Give only the lines from the one containing "cow's hoof, each" through the end of the material below, exactly as written.

★ ★ ★ ★ ★ ★ ★

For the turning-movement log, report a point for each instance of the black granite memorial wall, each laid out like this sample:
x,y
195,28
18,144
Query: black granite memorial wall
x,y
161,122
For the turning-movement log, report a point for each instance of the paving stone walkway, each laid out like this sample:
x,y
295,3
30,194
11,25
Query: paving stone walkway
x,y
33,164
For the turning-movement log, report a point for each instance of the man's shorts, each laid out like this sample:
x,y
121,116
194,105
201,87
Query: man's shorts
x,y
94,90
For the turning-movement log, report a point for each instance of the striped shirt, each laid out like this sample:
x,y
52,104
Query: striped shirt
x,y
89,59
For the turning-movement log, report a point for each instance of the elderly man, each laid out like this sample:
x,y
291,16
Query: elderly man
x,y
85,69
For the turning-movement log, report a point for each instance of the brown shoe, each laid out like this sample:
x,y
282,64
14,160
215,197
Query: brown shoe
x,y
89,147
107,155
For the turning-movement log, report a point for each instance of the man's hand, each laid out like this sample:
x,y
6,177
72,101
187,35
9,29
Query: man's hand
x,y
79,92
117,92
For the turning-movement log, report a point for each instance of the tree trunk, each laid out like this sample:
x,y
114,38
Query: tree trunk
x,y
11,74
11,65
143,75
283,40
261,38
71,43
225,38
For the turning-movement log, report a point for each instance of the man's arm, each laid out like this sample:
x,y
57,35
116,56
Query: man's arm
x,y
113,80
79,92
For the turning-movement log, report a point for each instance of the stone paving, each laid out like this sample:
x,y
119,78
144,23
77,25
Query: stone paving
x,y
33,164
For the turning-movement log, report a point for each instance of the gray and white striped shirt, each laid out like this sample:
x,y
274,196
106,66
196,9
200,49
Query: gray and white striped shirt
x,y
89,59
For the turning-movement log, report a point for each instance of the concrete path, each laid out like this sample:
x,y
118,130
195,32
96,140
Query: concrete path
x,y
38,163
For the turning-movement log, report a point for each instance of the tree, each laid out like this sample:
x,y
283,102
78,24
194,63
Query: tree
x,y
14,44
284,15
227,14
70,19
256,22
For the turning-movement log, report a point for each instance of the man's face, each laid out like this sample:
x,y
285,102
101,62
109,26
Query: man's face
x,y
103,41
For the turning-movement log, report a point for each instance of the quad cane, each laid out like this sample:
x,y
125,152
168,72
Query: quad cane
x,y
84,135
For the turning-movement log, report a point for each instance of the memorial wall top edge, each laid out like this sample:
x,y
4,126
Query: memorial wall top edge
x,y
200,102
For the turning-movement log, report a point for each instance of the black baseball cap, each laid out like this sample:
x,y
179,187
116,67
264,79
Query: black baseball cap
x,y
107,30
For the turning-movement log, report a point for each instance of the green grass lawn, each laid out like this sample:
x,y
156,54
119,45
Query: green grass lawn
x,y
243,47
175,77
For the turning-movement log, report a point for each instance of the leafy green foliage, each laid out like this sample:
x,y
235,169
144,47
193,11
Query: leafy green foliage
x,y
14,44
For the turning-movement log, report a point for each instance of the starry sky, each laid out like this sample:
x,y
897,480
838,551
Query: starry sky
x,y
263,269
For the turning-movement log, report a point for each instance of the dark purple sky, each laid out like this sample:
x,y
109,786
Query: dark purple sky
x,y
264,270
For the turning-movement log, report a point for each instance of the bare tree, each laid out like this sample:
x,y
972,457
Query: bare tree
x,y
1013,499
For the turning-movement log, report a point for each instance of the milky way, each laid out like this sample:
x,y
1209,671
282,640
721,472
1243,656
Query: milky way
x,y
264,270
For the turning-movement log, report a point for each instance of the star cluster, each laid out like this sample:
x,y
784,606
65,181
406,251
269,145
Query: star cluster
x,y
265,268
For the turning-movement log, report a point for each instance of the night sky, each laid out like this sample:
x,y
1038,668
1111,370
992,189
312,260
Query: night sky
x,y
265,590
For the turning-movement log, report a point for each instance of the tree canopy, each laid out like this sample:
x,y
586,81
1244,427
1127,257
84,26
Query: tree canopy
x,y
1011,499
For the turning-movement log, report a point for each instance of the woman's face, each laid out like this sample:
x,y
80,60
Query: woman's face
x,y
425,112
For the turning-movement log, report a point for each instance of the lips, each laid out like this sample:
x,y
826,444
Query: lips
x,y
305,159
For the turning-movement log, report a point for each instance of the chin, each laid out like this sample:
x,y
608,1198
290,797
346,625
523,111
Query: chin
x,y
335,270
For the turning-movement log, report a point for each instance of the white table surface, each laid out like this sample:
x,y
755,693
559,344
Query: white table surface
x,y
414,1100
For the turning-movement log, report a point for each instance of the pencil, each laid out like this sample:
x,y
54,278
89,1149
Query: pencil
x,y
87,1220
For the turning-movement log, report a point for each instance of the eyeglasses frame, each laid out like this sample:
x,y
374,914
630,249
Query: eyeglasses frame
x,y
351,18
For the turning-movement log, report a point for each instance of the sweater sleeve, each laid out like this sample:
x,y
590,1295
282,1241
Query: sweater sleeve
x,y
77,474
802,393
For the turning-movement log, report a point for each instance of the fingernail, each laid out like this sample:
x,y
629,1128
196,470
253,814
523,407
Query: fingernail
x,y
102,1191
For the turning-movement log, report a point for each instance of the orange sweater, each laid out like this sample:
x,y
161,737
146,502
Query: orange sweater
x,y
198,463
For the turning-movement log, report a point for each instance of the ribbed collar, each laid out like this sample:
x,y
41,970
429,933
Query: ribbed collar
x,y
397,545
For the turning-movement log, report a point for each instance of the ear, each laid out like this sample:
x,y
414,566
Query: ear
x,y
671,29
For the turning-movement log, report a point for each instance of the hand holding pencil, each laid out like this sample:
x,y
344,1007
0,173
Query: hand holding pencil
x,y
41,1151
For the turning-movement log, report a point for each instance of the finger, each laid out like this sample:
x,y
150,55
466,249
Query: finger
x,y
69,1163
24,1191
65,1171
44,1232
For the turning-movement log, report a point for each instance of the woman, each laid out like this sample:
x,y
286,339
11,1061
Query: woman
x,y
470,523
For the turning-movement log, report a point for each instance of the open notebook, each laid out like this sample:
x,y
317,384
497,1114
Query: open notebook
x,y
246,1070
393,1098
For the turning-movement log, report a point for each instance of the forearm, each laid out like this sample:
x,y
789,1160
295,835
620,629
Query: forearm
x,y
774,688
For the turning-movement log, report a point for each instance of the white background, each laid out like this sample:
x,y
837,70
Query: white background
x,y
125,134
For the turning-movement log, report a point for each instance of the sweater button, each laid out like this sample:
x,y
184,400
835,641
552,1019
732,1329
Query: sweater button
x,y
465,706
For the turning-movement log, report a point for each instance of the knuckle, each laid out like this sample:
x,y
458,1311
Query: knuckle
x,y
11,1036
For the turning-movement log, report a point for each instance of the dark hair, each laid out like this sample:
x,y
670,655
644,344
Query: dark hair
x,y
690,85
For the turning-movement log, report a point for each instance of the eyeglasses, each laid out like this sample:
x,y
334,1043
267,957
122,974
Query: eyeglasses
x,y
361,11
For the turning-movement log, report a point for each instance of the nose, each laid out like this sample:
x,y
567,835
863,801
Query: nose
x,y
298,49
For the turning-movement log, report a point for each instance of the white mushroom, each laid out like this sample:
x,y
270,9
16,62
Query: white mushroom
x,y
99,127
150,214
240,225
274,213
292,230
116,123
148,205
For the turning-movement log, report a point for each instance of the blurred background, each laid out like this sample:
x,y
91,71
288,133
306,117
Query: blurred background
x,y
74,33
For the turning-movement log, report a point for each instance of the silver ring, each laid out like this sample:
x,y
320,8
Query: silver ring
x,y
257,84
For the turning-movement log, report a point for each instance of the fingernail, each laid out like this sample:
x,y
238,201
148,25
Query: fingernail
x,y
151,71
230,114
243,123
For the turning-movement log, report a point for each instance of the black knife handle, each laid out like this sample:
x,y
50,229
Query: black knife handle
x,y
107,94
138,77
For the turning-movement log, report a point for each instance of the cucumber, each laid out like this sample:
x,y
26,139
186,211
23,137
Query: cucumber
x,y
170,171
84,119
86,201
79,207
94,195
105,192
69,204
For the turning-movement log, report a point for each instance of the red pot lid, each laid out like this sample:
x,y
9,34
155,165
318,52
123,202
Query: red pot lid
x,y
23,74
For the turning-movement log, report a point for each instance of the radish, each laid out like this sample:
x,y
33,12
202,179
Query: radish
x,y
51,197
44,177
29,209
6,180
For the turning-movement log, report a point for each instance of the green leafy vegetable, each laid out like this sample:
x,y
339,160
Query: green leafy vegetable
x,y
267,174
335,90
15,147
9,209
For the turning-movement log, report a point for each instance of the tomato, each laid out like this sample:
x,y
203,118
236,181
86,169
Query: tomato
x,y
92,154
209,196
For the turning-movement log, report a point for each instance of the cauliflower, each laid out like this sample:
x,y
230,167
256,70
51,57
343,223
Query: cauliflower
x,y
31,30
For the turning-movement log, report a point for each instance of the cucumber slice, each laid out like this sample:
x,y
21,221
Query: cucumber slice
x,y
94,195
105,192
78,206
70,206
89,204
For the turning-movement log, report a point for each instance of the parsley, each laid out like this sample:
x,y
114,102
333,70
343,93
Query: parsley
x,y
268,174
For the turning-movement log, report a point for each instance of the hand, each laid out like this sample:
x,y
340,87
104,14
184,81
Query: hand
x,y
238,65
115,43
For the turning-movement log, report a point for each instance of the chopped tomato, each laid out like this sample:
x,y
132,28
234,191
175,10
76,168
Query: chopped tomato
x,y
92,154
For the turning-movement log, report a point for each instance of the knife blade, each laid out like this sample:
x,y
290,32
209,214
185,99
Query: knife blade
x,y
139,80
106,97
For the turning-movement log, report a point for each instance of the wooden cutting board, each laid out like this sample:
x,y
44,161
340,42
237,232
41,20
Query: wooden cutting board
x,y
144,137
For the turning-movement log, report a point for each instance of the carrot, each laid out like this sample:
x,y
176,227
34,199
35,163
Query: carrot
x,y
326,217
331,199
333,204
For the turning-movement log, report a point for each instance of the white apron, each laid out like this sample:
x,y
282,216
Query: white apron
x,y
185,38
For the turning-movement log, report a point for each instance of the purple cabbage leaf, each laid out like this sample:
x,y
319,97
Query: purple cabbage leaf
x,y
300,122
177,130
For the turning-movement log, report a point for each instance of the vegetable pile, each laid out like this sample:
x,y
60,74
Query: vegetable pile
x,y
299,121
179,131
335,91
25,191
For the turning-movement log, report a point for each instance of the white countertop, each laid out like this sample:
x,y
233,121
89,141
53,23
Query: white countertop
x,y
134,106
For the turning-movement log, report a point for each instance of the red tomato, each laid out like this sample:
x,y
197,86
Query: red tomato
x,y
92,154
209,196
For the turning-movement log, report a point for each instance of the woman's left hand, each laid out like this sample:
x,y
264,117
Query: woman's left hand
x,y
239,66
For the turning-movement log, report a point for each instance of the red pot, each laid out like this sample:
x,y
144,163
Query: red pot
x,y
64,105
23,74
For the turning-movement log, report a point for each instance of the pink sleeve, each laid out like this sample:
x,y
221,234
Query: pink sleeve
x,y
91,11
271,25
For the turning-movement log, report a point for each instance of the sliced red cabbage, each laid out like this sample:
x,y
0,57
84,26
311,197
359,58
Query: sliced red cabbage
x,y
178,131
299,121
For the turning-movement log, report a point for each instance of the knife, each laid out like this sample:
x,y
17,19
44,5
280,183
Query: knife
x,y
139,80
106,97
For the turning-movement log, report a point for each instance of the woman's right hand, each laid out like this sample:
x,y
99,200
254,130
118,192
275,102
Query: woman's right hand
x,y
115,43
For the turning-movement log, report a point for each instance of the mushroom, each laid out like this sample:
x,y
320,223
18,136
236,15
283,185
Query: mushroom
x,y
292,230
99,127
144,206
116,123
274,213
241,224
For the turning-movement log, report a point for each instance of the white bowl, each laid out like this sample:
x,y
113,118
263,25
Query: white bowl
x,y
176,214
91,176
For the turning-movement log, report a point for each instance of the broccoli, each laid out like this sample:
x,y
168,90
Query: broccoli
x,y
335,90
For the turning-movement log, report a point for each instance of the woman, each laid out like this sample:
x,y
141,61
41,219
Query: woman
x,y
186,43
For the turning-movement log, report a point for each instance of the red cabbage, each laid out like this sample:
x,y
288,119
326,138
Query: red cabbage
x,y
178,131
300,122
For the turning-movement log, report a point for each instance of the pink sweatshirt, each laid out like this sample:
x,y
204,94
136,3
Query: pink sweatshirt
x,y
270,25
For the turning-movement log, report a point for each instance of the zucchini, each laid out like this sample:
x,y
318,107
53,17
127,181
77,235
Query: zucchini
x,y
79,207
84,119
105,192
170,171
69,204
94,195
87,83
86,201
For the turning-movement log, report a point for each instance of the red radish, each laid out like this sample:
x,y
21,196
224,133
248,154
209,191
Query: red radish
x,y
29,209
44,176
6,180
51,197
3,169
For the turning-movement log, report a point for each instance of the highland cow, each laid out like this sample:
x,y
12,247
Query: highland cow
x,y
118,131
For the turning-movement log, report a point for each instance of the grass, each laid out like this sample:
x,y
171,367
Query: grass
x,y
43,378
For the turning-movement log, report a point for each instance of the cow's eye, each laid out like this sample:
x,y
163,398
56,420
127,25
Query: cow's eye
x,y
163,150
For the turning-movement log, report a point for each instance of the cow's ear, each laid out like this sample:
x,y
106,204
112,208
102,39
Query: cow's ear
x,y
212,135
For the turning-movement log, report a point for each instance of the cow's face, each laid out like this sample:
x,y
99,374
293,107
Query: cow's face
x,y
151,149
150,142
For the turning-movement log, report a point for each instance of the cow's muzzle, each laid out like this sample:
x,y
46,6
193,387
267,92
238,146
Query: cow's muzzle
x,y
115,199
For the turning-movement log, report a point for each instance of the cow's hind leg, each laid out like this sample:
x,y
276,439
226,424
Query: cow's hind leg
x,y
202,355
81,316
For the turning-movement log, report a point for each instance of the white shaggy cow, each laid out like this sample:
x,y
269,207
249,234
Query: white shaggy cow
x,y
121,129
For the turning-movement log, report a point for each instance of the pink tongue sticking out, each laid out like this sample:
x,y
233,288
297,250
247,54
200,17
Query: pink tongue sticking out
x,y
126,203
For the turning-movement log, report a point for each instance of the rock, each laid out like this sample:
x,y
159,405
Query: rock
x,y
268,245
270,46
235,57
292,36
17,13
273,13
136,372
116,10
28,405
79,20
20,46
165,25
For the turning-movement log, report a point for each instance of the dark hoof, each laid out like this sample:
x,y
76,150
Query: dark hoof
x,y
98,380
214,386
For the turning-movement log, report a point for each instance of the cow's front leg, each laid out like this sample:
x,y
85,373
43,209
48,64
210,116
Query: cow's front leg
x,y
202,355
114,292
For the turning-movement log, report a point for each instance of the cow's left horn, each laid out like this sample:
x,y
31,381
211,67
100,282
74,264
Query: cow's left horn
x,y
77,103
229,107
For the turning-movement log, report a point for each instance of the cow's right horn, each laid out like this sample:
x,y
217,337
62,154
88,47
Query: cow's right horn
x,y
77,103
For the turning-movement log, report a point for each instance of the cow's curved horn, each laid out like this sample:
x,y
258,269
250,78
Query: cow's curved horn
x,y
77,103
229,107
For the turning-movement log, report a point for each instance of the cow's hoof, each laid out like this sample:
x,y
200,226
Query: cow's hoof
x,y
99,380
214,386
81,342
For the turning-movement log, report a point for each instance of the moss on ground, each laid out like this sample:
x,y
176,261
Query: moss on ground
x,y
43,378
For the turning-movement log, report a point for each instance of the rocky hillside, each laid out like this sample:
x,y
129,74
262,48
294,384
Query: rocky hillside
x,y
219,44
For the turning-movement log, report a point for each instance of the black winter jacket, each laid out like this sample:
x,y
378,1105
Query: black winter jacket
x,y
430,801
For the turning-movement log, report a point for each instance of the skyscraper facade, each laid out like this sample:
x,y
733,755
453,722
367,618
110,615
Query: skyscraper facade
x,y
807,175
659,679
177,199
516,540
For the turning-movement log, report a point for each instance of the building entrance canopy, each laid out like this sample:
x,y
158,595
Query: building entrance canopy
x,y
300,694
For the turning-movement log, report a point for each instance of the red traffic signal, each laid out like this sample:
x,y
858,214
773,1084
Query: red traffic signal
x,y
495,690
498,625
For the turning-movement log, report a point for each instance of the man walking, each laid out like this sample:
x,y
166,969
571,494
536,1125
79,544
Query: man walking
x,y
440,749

★ ★ ★ ★ ★ ★ ★

▸ Solution
For the turning-movement log, report a point for each instance of the cow's hoof, each laid out like this sample:
x,y
200,226
Query: cow's hoof
x,y
99,380
214,386
81,342
For the turning-movement log, report a point for each instance of the moss on ground, each laid out like this sample:
x,y
176,261
Query: moss on ground
x,y
43,378
For the turning-movement log, report a point for each instance of the rocky hillside, each laid out like this sample:
x,y
129,74
262,48
294,384
Query: rocky hillside
x,y
219,44
For the turning-movement log, report a point for each instance of the black winter jacket, each laid out like this sample:
x,y
378,1105
Query: black winter jacket
x,y
430,801
For the turning-movement log, report a point for each instance of the skyscraper facade, each laid out like this sample:
x,y
733,755
453,722
367,618
110,615
Query: skyscraper facade
x,y
807,175
659,679
177,199
516,540
For the turning-movement log, report a point for each instance of the building entrance canopy, each laid out like this sample:
x,y
158,595
Query: building entrance canopy
x,y
300,694
For the turning-movement log, report a point for each instance of the red traffic signal, each laid out like this sample:
x,y
858,214
773,1084
Query: red traffic signal
x,y
495,690
498,625
For the turning-movement log, report a point for each instance of the man walking, each laid out like this sample:
x,y
166,969
571,494
536,1125
79,544
Query: man walking
x,y
440,749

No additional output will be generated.